◆ Job
Swap "marker" for "point" throughout the records below and write the lines out again with nothing else changed. Leave the pictures out.

═════ Exercise materials ═════

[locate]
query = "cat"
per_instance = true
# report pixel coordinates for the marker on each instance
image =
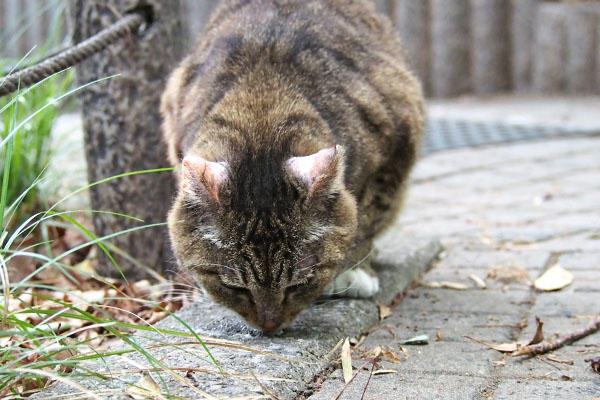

═════

◆ Answer in full
[locate]
query = "cat"
per_instance = true
# report pixel coordinates for the point on each instance
image =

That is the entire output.